■ Что требуется: Напечатайте без изменений часть выбранного отрывка от слов «Спустя три дня» до слов «смерть проклятым фашистам!».

■ Выбранный отрывок:

◇ ◇ ◇ ◇

Начальник разведки Самыкин с большой группой партизан направился на поиски трупа Белых. Лишь в полдень они узнали, что рано утром его похоронили жители Малиновки.

1 мая 1943 года бригада передислоцировалась в лес под Турском. Здесь в присутствии Подоляка, Свердлова и Бирюкова состоялось заседание Журавичского подпольного райкома партии. Подвели итоги боя под Лозовом. Утвердили нового командира бригады — Ивана Михайловича Гаврилова. Прежнего комбрига — Степана Митрофановича Белых — решили перезахоронить.

Спустя три дня возле деревни Рисково выстроились все отряды 10-й Журавичской бригады. Пришли местные жители. Ведь Белых знали тут от мала до велика.

Траурная тишина стоит над плотными рядами бойцов. Только в огромной толпе женщин раздаются глухие рыдания. У всех на глазах слезы.

Слышу, как тихонько говорит старушка своему внуку:

— Хорошему человеку и погода хорошая. Верная примета.

С утра было пасмурно, изредка моросил дождь, а сейчас, когда вот-вот опустят гроб с телом Степана Митрофановича, по-весеннему ярко засветило солнце, тучи отошли далеко к горизонту.

К гробу, усыпанному подснежниками и первыми лесными цветами, подходит комиссар Дикан.

— Товарищи! Сегодня мы хороним нашего боевого друга, коммуниста, любимца партизан и населения, — голос Игната Максимовича дрогнул. — Он вел нас верной дорогой, с ним мы побеждали. Отомстим же за его смерть проклятым фашистам!

Один за другим подходят к гробу командиры и комиссары отрядов, партизаны. Боль утраты сжимает горло, сковывает губы.

Сотни партизанских винтовок, карабинов и автоматов дали троекратный прощальный салют…

ВМЕСТО ЭПИЛОГА

1

Наш путь лежит от бывшей партизанской деревушки Хвощ до Озерщины крупного населенного пункта в Речицком районе, известного своим народным хором. Вот уже пятый день мы в дороге. Мы — это Карп Михайлович Драчев, Филипп Карпович Антонов, ученики Кормянской школы-интерната и я, их директор. Автобусы то пылят проселком, то ныряют в лесную прохладу.

Недалеко за Хвощом (теперь это поселок Партизанский), у дороги, что ведет к бывшему партизанскому лагерю, стоит обелиск. Возле него делаем остановку. Красивое место. На солнечной полянке россыпи земляники. К дороге подступает черничник.

Лесные лакомства сегодня не манят моих воспитанников. Они столпились возле Карпа Михайловича и Филиппа Карповича у самого обелиска. На камне высечено золотом: «Здесь, в этом лесу, в период Великой Отечественной войны 1941–1945 гг. дислоцировались 10-я Журавичская партизанская бригада и Журавичский подпольный райком КП(б)Б».

У многих походные дневники. Время от времени дети делают пометки в них, некоторые срисовывают обелиск. Все внимательно слушают Карпа Михайловича. А он не может спокойно рассказывать. То гневно дрожит его голос, то на глаза навертывается слеза. Ребята делают записи в своих дневниках. Записывают итоги боевой деятельности партизан 10-й Журавичской:

«Спущено под откос немецких эшелонов — 190.

◇ ◇ ◇ ◇

■ Предоставленные строки:
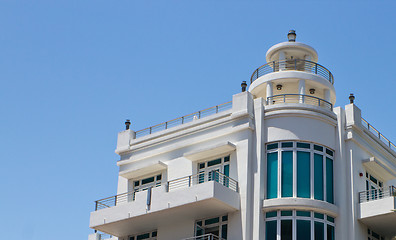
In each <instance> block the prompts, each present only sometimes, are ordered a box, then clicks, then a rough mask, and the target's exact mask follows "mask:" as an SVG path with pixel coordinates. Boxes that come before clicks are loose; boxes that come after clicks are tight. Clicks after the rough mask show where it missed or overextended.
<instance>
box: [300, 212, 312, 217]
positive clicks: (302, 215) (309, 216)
mask: <svg viewBox="0 0 396 240" xmlns="http://www.w3.org/2000/svg"><path fill="white" fill-rule="evenodd" d="M297 216H301V217H310V216H311V212H308V211H297Z"/></svg>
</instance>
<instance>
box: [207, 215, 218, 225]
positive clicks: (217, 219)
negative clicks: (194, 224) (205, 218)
mask: <svg viewBox="0 0 396 240" xmlns="http://www.w3.org/2000/svg"><path fill="white" fill-rule="evenodd" d="M219 221H220V218H219V217H217V218H210V219H206V220H205V225H209V224H213V223H218V222H219Z"/></svg>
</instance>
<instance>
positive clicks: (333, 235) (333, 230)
mask: <svg viewBox="0 0 396 240" xmlns="http://www.w3.org/2000/svg"><path fill="white" fill-rule="evenodd" d="M327 240H334V227H333V226H331V225H327Z"/></svg>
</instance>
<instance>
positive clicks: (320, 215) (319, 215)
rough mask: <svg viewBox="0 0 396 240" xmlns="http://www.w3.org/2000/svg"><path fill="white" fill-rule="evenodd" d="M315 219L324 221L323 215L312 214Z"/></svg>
mask: <svg viewBox="0 0 396 240" xmlns="http://www.w3.org/2000/svg"><path fill="white" fill-rule="evenodd" d="M314 217H315V218H319V219H324V215H323V214H321V213H314Z"/></svg>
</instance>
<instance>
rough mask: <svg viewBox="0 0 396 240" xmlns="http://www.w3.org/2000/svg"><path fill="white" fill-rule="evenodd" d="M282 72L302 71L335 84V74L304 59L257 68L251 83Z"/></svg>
mask: <svg viewBox="0 0 396 240" xmlns="http://www.w3.org/2000/svg"><path fill="white" fill-rule="evenodd" d="M280 71H302V72H308V73H313V74H316V75H319V76H321V77H323V78H325V79H326V80H328V81H329V82H330V83H331V84H334V77H333V74H332V73H331V72H330V71H329V70H328V69H327V68H325V67H323V66H322V65H320V64H318V63H315V62H312V61H308V60H303V59H293V60H283V61H273V62H270V63H267V64H264V65H263V66H261V67H259V68H257V69H256V70H255V71H254V72H253V74H252V76H251V77H250V83H253V82H254V81H255V80H256V79H258V78H259V77H262V76H264V75H267V74H269V73H273V72H280Z"/></svg>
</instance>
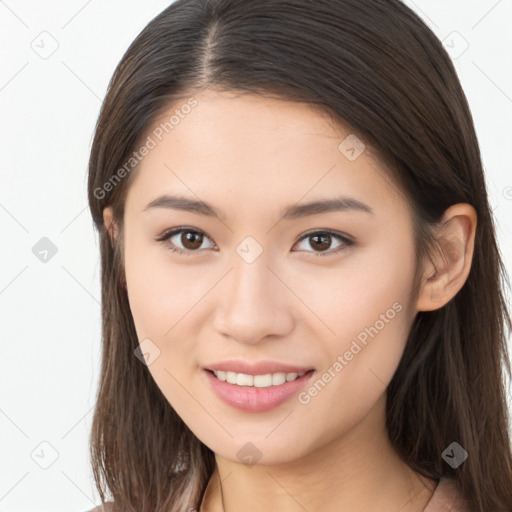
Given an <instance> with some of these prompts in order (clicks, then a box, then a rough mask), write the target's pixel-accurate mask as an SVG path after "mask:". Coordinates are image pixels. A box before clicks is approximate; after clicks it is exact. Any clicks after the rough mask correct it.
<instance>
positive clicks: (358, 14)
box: [88, 0, 512, 512]
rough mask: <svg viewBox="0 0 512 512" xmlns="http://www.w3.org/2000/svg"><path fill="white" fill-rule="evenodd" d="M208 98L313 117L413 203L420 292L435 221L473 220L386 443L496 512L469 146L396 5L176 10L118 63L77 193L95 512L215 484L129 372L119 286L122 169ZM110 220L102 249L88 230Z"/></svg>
mask: <svg viewBox="0 0 512 512" xmlns="http://www.w3.org/2000/svg"><path fill="white" fill-rule="evenodd" d="M205 88H212V89H217V90H224V91H228V90H231V91H235V90H237V91H244V92H247V93H254V94H260V95H266V96H273V97H275V98H283V99H286V100H289V101H299V102H308V103H312V104H315V105H316V106H318V108H320V109H322V110H323V111H324V112H327V113H329V114H330V115H332V116H333V118H335V119H337V120H339V121H340V122H342V123H344V124H345V126H349V127H350V129H351V131H352V133H354V134H356V135H357V136H358V137H359V138H360V139H361V140H363V141H364V142H365V144H366V145H367V147H369V148H372V150H373V151H374V152H375V154H376V155H378V157H379V161H380V162H381V163H382V165H383V166H385V168H386V169H387V172H388V173H389V174H390V176H391V177H392V179H393V180H394V182H395V183H397V184H399V185H400V187H401V189H402V190H403V191H404V192H405V194H406V197H407V200H408V201H409V202H410V205H411V208H412V210H413V212H414V221H415V231H414V236H415V239H414V240H415V249H416V257H417V262H418V267H417V268H418V275H419V273H420V271H421V269H422V265H423V263H424V262H425V261H426V258H428V257H429V255H432V254H433V251H434V250H435V246H436V244H435V239H434V237H433V232H434V231H433V227H434V226H435V225H436V223H438V222H439V221H440V219H441V217H442V215H443V212H444V211H445V210H446V209H447V208H448V207H449V206H451V205H453V204H456V203H469V204H471V205H472V206H473V207H474V208H475V210H476V213H477V216H478V223H477V231H476V239H475V249H474V255H473V262H472V266H471V270H470V273H469V276H468V278H467V281H466V282H465V284H464V286H463V287H462V289H461V290H460V291H459V292H458V293H457V295H456V296H455V297H454V298H453V299H452V300H450V301H449V302H448V303H447V304H446V305H445V306H444V307H442V308H440V309H438V310H435V311H429V312H419V313H418V314H417V315H416V318H415V320H414V323H413V326H412V329H411V332H410V335H409V337H408V340H407V345H406V348H405V351H404V354H403V357H402V360H401V362H400V364H399V367H398V369H397V371H396V373H395V375H394V377H393V379H392V381H391V383H390V385H389V387H388V390H387V396H388V399H387V404H388V405H387V426H388V431H389V436H390V439H391V442H392V444H393V446H394V448H395V449H396V451H397V452H398V454H399V455H400V457H401V458H402V459H403V460H404V461H405V462H406V463H407V464H408V465H409V466H410V467H411V468H412V469H413V470H414V471H416V472H418V473H420V474H422V475H424V476H426V477H428V478H430V479H433V480H439V479H440V478H441V477H450V478H453V479H455V480H456V482H457V483H458V485H459V487H460V490H461V492H462V494H463V496H464V497H465V498H466V499H467V500H469V503H470V504H471V505H472V507H473V508H474V510H475V511H480V512H484V511H488V510H492V511H493V512H510V510H512V454H511V443H510V437H509V436H510V433H509V417H508V410H507V402H506V388H505V382H506V381H505V371H504V370H505V369H506V371H507V372H508V376H509V377H510V373H511V369H510V361H509V355H508V349H507V333H506V331H505V327H507V328H508V330H510V328H511V320H510V316H509V312H508V310H507V305H506V301H505V300H504V295H503V291H502V281H501V280H502V279H503V280H506V279H507V276H506V272H505V268H504V265H503V262H502V260H501V256H500V252H499V248H498V245H497V241H496V235H495V228H494V220H493V218H492V213H491V210H490V208H489V203H488V198H487V191H486V185H485V180H484V174H483V168H482V162H481V157H480V152H479V145H478V141H477V137H476V134H475V128H474V124H473V120H472V116H471V113H470V109H469V107H468V104H467V100H466V96H465V94H464V92H463V90H462V88H461V85H460V83H459V80H458V77H457V74H456V71H455V69H454V66H453V64H452V61H451V60H450V58H449V56H448V55H447V53H446V51H445V50H444V48H443V46H442V44H441V43H440V41H439V40H438V39H437V38H436V37H435V35H434V34H433V33H432V32H431V30H430V29H429V28H428V27H427V26H426V25H425V23H424V22H423V21H422V20H421V19H420V18H419V17H418V16H417V15H416V14H415V13H414V12H413V11H411V10H410V9H409V8H408V7H406V6H405V5H404V4H402V3H401V2H400V1H398V0H386V1H384V0H314V1H313V0H254V1H247V0H178V1H176V2H174V3H173V4H171V5H170V6H169V7H168V8H167V9H165V10H164V11H163V12H162V13H161V14H159V15H158V16H157V17H156V18H154V19H153V20H152V21H151V22H150V23H149V24H148V25H147V26H146V28H145V29H144V30H143V31H142V32H141V33H140V34H139V36H138V37H137V38H136V39H135V41H134V42H133V43H132V45H131V46H130V48H129V49H128V50H127V52H126V53H125V55H124V56H123V58H122V60H121V62H120V63H119V65H118V67H117V69H116V70H115V73H114V75H113V77H112V80H111V82H110V84H109V87H108V91H107V95H106V98H105V100H104V103H103V106H102V109H101V113H100V116H99V119H98V122H97V126H96V132H95V136H94V141H93V145H92V149H91V155H90V163H89V182H88V187H89V188H88V193H89V204H90V209H91V212H92V217H93V220H94V224H95V226H96V228H97V229H98V232H99V238H100V246H101V288H102V333H103V340H102V341H103V352H102V368H101V376H100V382H99V388H98V394H97V403H96V409H95V413H94V419H93V425H92V432H91V438H90V451H91V458H92V468H93V473H94V478H95V482H96V486H97V488H98V491H99V493H100V496H101V500H102V503H104V502H105V501H106V500H107V499H109V498H112V499H113V500H114V509H113V510H115V511H123V512H127V511H134V512H135V511H136V512H149V511H151V512H155V511H162V512H163V511H171V512H177V511H178V510H180V511H183V510H188V508H195V509H199V504H200V502H201V499H202V496H203V493H204V491H205V487H206V484H207V482H208V479H209V477H210V476H211V474H212V471H213V469H214V467H215V459H214V454H213V452H212V451H211V450H210V449H209V448H208V447H207V446H205V445H204V444H203V443H202V442H201V441H200V440H198V439H197V438H196V437H195V436H194V434H193V433H192V432H191V431H190V430H189V429H188V428H187V425H185V424H184V422H183V421H182V420H181V418H180V417H179V416H178V415H177V414H176V412H175V411H174V409H173V408H172V407H171V405H170V404H169V403H168V402H167V400H166V399H165V397H164V396H163V394H162V393H161V391H160V390H159V388H158V387H157V385H156V384H155V382H154V380H153V379H152V377H151V375H150V373H149V371H148V369H147V367H146V366H145V365H143V364H141V363H140V361H139V360H138V359H137V358H136V357H134V350H135V349H136V348H137V347H138V344H139V340H138V339H137V336H136V332H135V328H134V323H133V318H132V316H131V312H130V308H129V303H128V299H127V295H126V291H125V289H124V288H123V286H122V284H121V283H122V279H123V253H122V226H123V211H124V198H125V197H126V192H127V190H128V187H129V186H130V183H131V181H132V180H133V177H134V175H135V173H136V171H137V166H136V165H135V166H134V168H133V170H132V169H131V168H127V167H126V162H128V161H130V158H131V156H132V155H133V152H134V151H135V150H136V149H137V147H138V144H140V143H141V141H143V140H144V137H145V136H147V132H148V129H149V127H150V126H151V125H152V123H153V122H154V120H155V119H156V118H157V116H159V115H160V114H161V113H162V112H164V111H165V110H166V109H168V108H169V106H170V105H179V103H180V101H182V102H184V103H186V100H187V99H188V100H189V101H190V99H191V98H193V94H194V93H196V92H198V91H201V90H203V89H205ZM122 168H124V171H125V172H120V169H122ZM109 205H112V206H113V208H114V218H115V221H116V223H117V224H118V226H119V227H120V232H119V236H118V237H117V239H116V240H115V242H112V241H111V239H110V237H109V235H108V232H107V231H106V229H105V227H104V225H103V217H102V212H103V209H104V208H105V207H106V206H109ZM418 282H419V281H417V283H418ZM507 283H508V281H507ZM453 441H456V442H457V443H459V444H460V445H461V446H462V447H463V448H464V449H465V450H466V451H467V452H468V454H469V457H468V458H467V460H466V461H465V462H464V463H463V464H462V465H461V466H459V467H458V468H457V469H453V468H451V467H450V466H449V465H448V464H447V463H446V462H445V461H444V460H443V458H442V453H443V451H444V450H445V448H446V447H447V446H449V445H450V443H452V442H453Z"/></svg>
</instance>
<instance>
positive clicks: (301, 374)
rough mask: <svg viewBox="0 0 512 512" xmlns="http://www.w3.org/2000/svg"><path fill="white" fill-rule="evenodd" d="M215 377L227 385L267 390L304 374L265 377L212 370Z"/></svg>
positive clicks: (269, 374)
mask: <svg viewBox="0 0 512 512" xmlns="http://www.w3.org/2000/svg"><path fill="white" fill-rule="evenodd" d="M213 373H214V374H215V376H216V377H217V378H218V379H219V380H222V381H225V382H228V383H229V384H237V385H238V386H252V387H256V388H268V387H270V386H279V385H280V384H284V383H285V382H290V381H292V380H295V379H297V378H298V377H302V376H303V375H304V374H305V373H306V372H302V373H300V374H298V373H267V374H266V375H247V374H245V373H235V372H224V371H222V370H213Z"/></svg>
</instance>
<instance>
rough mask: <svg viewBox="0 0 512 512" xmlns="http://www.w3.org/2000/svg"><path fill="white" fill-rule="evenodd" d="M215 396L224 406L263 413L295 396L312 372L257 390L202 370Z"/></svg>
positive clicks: (311, 371) (246, 410)
mask: <svg viewBox="0 0 512 512" xmlns="http://www.w3.org/2000/svg"><path fill="white" fill-rule="evenodd" d="M203 371H204V373H205V374H206V378H207V379H208V381H209V382H210V385H211V386H212V388H213V391H214V392H215V394H216V395H217V396H218V397H219V398H220V399H221V400H222V401H223V402H224V403H226V404H228V405H231V406H232V407H235V408H236V409H242V410H244V411H250V412H264V411H268V410H270V409H273V408H274V407H277V406H278V405H281V404H282V403H283V402H286V401H287V400H288V399H290V398H291V397H292V396H294V395H296V394H297V393H298V392H299V391H300V390H301V389H302V388H303V387H304V386H305V385H306V384H307V383H308V381H309V380H310V379H311V377H312V376H313V374H314V373H315V372H314V370H313V371H309V372H306V373H305V374H304V375H303V376H302V377H299V378H298V379H295V380H292V381H290V382H285V383H283V384H280V385H278V386H269V387H268V388H257V387H254V386H238V385H237V384H230V383H229V382H225V381H222V380H219V379H217V377H215V375H214V374H213V373H212V372H211V371H209V370H203Z"/></svg>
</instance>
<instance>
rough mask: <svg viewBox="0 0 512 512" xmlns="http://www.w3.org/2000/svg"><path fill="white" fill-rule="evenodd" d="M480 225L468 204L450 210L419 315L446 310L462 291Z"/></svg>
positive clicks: (468, 274) (445, 216)
mask: <svg viewBox="0 0 512 512" xmlns="http://www.w3.org/2000/svg"><path fill="white" fill-rule="evenodd" d="M476 223H477V215H476V211H475V209H474V208H473V207H472V206H471V205H469V204H467V203H460V204H456V205H453V206H451V207H450V208H448V209H447V210H446V212H445V214H444V216H443V219H442V221H441V223H440V225H441V228H440V230H439V232H438V235H437V237H438V238H437V251H436V252H435V255H434V260H433V261H432V262H430V264H429V265H428V266H427V268H426V270H425V273H424V276H423V283H422V287H421V291H420V294H419V296H418V303H417V306H416V310H417V311H433V310H436V309H439V308H441V307H443V306H444V305H445V304H447V303H448V302H449V301H450V300H451V299H452V298H453V297H455V295H456V294H457V293H458V292H459V290H460V289H461V288H462V286H463V285H464V283H465V282H466V279H467V277H468V275H469V271H470V269H471V262H472V259H473V252H474V244H475V233H476Z"/></svg>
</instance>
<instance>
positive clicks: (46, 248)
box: [32, 236, 58, 263]
mask: <svg viewBox="0 0 512 512" xmlns="http://www.w3.org/2000/svg"><path fill="white" fill-rule="evenodd" d="M57 250H58V249H57V246H56V245H55V244H54V243H53V242H52V241H51V240H50V239H49V238H47V237H45V236H43V238H41V240H39V242H37V243H36V244H35V245H34V247H32V254H33V255H34V256H35V257H36V258H37V259H38V260H39V261H42V262H43V263H48V262H49V261H50V260H51V259H52V258H53V257H54V256H55V255H56V254H57Z"/></svg>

◇ ◇ ◇ ◇

■ Поле ответа:
Спустя три дня возле деревни Рисково выстроились все отряды 10-й Журавичской бригады. Пришли местные жители. Ведь Белых знали тут от мала до велика.

Траурная тишина стоит над плотными рядами бойцов. Только в огромной толпе женщин раздаются глухие рыдания. У всех на глазах слезы.

Слышу, как тихонько говорит старушка своему внуку:

— Хорошему человеку и погода хорошая. Верная примета.

С утра было пасмурно, изредка моросил дождь, а сейчас, когда вот-вот опустят гроб с телом Степана Митрофановича, по-весеннему ярко засветило солнце, тучи отошли далеко к горизонту.

К гробу, усыпанному подснежниками и первыми лесными цветами, подходит комиссар Дикан.

— Товарищи! Сегодня мы хороним нашего боевого друга, коммуниста, любимца партизан и населения, — голос Игната Максимовича дрогнул. — Он вел нас верной дорогой, с ним мы побеждали. Отомстим же за его смерть проклятым фашистам!